Michael Campbell

Story Time.

What A Doll

by | Mar 11, 2009 | Uncategorized

Happy Birthday Barbie!

She turned 50 yesterday. That makes her a Pisces: intuitive, creative, and prone to addictions, but you can tell that by looking at her. She looks great, though—far younger than her years—which often is the case with people who are injected with plastic.

To mark the special day, oppressive paternal regimes have banned Barbie altogether, including India, Saudi Arabia, the Taliban and West Virginia.

Barbie has been through a lot. As of today, she has had 108 occupations. It caused a media stir in 1995 when she was recalled from her Teacher Barbie job for not wearing underwear. She ran for president in 2004, as a member of the Girl Party. (She lost.) For all these years, she has not been able to get down off her tiptoes.

According to Mattel, Barbie had a sister Skipper, introduced in 1963, and Tutti, her twin, who came in 1964. (?) Both vanished years ago, and were never seen again, mostly because nobody looked. Barbie got three new sisters thirty years later.

Including a horse, a lion cub and a chimpanzee, Barbie has had over fifty pets, not counting Ken. She and Ken, her boyfriend of forty years, broke up on Valentine’s Day 2004, because he would not commit. (We know the real reason. Hello, cardigan sweater.) They reunited last year. They are still not engaged.

If she were life-sized, she would be 6′ tall, 100 pounds, a size 4, and her measurements would be 39-19-33. Her inventor, Ruth Handler, also held a patent on prosthetic plastic breasts for women, which had a very natural look and feel.

Barbie was named after the inventor’s daughter, and Ken was named after the inventor’s son. So, um, ick.

Barbie was the first doll I bothered to undress. I learned a lot, although I ran into a few surprises years later. Ken was missing a few details too. At least, I think they were missing.

Parents can fly their children to Chicago to visit Barbie Place, where for $1200 (airfare included) you can have tea with your doll and get her hair styled. For about the same price, you can go to cosmetology school and style her hair yourself. There is also a Barbie Hospital, where you can replace broken limbs and heads, although not necessarily with matching ones. Parts are expensive, so it is often cheaper to buy a new Barbie than it is to Frankenstein one together out of spare parts. That is one thing Barbie and real people have in common.

So happy birthday, Barbie. I wish you fifty more fascinating years. And good luck with that Ken thing.

******************************

Exercise: Please reproduce the Barbie birthday piece from "According to Mattel, Barbie" up to and including "thirty years later.", changing "vanished" to "disappeared".

Excerpted data:
******************************

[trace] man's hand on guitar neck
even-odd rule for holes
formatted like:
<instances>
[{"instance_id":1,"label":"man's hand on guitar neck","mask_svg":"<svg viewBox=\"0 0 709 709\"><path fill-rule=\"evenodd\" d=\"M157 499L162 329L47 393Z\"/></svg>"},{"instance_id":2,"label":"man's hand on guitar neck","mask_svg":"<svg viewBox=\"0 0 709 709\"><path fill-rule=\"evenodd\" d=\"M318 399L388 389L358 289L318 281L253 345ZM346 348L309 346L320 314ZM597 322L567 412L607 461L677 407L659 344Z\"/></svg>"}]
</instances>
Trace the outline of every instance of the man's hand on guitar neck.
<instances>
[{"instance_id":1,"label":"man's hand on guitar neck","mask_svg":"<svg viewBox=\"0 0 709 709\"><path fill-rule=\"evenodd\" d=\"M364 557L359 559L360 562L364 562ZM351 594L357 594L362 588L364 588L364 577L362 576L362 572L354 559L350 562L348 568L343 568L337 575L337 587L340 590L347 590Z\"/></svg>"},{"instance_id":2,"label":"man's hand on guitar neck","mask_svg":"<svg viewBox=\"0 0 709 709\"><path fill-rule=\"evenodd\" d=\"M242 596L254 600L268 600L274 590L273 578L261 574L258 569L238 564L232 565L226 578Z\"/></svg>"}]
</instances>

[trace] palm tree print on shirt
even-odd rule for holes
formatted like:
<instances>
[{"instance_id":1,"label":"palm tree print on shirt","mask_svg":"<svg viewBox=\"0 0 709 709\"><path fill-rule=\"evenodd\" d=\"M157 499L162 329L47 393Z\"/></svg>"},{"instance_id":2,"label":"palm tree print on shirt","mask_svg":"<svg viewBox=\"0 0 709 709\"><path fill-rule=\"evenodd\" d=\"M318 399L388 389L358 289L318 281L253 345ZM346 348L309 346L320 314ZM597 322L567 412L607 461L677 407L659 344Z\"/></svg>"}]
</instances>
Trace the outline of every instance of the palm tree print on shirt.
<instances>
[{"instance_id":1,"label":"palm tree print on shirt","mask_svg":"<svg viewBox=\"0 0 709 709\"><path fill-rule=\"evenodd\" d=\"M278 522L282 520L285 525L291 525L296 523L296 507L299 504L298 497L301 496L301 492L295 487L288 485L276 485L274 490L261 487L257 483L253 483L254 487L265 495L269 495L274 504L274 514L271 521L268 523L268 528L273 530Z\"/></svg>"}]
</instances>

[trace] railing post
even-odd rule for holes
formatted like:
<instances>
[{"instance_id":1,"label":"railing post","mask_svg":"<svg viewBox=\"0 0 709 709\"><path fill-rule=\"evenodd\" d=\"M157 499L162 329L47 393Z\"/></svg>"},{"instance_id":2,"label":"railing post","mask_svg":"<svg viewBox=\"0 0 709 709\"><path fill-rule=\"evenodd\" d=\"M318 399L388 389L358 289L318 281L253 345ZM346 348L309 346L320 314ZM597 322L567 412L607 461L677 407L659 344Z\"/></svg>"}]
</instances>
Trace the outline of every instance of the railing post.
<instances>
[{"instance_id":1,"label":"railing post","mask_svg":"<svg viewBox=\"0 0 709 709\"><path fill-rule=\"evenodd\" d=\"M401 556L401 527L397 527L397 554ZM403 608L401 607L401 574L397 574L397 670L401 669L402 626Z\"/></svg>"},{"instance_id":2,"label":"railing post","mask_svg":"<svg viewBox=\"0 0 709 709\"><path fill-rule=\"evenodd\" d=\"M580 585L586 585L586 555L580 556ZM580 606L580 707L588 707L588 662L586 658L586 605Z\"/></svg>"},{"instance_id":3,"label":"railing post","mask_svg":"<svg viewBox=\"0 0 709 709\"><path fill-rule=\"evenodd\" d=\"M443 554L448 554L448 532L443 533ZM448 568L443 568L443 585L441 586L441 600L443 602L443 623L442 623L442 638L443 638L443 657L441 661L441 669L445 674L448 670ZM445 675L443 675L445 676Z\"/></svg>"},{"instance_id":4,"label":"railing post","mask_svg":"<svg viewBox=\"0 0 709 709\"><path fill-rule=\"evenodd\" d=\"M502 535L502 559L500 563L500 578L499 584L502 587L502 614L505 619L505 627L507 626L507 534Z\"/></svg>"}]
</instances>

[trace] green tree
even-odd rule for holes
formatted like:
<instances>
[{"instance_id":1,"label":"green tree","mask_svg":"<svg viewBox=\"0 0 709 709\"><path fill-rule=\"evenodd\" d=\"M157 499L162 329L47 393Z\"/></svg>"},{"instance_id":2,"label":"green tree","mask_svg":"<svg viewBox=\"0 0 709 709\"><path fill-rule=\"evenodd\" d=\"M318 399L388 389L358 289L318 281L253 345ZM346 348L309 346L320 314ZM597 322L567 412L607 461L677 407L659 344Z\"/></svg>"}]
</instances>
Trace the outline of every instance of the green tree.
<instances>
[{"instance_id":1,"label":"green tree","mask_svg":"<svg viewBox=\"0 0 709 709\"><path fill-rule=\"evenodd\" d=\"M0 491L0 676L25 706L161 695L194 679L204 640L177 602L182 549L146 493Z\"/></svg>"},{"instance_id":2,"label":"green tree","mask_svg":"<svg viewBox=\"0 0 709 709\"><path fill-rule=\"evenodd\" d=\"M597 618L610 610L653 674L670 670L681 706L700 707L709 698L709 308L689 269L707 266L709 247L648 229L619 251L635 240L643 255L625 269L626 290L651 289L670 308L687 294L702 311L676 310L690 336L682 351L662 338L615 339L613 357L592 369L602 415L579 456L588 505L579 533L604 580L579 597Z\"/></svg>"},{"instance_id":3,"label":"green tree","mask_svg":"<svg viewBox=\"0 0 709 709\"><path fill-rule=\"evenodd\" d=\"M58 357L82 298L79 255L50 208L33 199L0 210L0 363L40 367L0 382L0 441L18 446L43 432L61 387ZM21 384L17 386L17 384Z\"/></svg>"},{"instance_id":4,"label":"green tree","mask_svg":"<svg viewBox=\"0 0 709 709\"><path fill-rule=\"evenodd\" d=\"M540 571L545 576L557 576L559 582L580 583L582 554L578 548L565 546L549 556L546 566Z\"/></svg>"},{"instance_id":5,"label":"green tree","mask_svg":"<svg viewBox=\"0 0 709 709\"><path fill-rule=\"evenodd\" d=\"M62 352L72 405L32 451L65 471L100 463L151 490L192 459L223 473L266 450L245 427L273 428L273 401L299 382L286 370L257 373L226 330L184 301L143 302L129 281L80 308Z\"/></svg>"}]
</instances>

******************************

Your response:
According to Mattel, Barbie had a sister Skipper, introduced in 1963, and Tutti, her twin, who came in 1964. (?) Both disappeared years ago, and were never seen again, mostly because nobody looked. Barbie got three new sisters thirty years later.